● ASSIGNMENT: The answer must consist solely of the lines from the one containing "Please identify the mule's head" to the end of the entries below, repeated exactly.

Collected data entries
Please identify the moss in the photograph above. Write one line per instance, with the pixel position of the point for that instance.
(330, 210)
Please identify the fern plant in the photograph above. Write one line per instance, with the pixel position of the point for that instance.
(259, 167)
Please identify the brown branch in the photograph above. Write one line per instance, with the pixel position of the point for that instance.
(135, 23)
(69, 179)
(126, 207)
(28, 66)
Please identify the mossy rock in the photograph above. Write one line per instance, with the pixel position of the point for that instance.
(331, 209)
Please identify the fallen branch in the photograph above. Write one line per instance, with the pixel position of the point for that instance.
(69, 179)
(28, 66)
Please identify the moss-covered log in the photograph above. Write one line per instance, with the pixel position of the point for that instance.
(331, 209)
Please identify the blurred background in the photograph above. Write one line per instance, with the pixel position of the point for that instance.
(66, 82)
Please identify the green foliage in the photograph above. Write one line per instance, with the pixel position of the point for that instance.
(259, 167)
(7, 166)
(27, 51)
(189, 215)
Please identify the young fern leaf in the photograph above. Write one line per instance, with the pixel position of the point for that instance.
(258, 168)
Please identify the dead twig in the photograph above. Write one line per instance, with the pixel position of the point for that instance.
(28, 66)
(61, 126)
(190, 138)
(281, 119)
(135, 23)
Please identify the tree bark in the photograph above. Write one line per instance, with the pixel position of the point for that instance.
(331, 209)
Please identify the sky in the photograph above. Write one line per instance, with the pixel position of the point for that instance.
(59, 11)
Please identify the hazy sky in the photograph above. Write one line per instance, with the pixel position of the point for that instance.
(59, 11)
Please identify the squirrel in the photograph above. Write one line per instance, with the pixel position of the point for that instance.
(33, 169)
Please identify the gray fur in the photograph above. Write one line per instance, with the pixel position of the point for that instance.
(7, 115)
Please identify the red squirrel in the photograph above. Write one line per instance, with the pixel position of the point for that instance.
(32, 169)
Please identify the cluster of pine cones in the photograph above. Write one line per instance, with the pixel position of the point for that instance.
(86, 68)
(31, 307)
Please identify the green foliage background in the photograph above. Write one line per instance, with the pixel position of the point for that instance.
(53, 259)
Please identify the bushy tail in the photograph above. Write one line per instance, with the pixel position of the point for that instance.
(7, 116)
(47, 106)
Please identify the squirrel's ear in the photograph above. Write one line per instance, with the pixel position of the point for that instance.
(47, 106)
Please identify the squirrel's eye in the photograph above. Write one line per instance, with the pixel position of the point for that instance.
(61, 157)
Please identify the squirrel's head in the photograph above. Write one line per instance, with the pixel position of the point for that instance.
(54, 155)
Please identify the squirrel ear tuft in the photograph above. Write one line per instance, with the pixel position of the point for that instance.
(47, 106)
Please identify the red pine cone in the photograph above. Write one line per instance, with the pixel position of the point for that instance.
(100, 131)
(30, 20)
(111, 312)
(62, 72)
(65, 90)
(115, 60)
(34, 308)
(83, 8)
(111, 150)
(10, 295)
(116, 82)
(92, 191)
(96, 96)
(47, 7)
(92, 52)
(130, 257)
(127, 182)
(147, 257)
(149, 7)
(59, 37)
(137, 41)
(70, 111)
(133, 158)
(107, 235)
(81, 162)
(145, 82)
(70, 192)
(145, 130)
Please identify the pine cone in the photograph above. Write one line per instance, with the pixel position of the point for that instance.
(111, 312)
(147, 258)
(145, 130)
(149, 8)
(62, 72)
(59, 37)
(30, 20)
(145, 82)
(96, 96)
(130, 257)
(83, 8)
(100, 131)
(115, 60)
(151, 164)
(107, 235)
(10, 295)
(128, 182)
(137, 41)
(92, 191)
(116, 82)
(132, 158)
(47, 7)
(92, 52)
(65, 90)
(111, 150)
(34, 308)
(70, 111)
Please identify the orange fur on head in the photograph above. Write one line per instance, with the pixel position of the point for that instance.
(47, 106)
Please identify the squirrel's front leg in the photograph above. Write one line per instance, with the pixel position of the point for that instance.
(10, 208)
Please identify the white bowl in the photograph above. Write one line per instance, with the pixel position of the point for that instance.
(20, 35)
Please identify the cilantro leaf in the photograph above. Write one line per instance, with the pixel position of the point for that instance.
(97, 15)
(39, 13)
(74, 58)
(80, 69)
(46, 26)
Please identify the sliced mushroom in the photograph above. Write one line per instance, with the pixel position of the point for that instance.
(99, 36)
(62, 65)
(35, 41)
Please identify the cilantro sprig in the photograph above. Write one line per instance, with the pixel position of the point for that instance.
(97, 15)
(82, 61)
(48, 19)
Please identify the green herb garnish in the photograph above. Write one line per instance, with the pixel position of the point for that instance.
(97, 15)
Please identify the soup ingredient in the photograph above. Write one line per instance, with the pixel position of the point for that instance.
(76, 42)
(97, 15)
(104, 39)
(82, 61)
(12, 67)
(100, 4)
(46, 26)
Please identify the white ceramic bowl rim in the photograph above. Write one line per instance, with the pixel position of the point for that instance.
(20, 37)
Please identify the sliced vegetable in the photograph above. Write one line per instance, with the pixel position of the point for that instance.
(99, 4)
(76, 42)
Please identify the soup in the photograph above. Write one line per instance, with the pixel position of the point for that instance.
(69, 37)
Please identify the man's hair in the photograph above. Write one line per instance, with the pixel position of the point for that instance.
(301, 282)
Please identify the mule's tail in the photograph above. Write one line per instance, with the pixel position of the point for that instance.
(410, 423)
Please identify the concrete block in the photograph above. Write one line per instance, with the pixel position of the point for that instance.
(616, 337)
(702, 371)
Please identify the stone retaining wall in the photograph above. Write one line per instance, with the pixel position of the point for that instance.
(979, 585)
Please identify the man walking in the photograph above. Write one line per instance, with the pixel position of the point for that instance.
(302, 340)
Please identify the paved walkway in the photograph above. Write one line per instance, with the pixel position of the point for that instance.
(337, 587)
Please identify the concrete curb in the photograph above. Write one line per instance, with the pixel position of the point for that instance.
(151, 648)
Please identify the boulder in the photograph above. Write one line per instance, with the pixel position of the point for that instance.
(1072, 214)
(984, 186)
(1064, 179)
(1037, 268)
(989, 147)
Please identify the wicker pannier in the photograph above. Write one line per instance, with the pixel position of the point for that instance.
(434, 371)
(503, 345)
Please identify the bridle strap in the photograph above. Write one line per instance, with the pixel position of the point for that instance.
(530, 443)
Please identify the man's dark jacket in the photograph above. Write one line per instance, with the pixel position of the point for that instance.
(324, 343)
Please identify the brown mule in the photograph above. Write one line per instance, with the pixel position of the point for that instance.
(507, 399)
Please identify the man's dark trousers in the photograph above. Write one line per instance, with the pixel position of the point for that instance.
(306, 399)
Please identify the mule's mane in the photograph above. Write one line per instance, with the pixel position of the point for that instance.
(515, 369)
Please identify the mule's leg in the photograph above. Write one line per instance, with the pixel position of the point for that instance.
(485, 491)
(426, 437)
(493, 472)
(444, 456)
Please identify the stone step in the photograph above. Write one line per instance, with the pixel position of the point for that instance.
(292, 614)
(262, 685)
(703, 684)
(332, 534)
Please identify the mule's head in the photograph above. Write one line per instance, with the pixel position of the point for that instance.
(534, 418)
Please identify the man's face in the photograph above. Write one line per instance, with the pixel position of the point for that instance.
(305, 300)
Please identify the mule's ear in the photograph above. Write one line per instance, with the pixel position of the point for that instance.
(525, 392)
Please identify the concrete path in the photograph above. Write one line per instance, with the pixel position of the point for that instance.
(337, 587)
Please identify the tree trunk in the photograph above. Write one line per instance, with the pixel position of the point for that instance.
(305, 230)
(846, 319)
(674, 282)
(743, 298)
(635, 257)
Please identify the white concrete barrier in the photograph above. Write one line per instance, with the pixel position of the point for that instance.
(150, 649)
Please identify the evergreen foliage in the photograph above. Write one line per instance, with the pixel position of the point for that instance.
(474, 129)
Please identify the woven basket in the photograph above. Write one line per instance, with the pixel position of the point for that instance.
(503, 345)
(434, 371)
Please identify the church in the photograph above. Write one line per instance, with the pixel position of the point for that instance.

● SOLUTION BELOW:
Please identify the mule's head in the photograph above. Write one line per instance, with the pixel position of the point for that instance.
(534, 418)
Please identify the man's face in the photograph above. Write one line per instance, with the pixel position of the point for that instance.
(305, 300)
Please identify the mule's ear in the photograph above. Write one line per instance, with the pixel position of the point for that instance.
(525, 392)
Please identify the concrete path in the photograph above. Write one line per instance, with the pixel position of the point for that instance.
(337, 587)
Please identify the tree trunk in the photograph above. Write one line per instance, with the pixel position of the point for that instance.
(305, 230)
(846, 319)
(674, 282)
(743, 298)
(635, 257)
Please identify the white concrete barrier in the photograph above. Write one line per instance, with the pixel position of the point for that instance.
(150, 649)
Please identify the evergreen foliage in the photograph above. Write one line per instance, with the pixel position of the point for that instance.
(474, 129)
Please identify the woven basket in the photograph above. Write one line per instance, with the pixel position of the point for that instance.
(503, 345)
(434, 371)
Please identify the church in the photograph above. Write one line per instance, with the pixel position of the point for that instance.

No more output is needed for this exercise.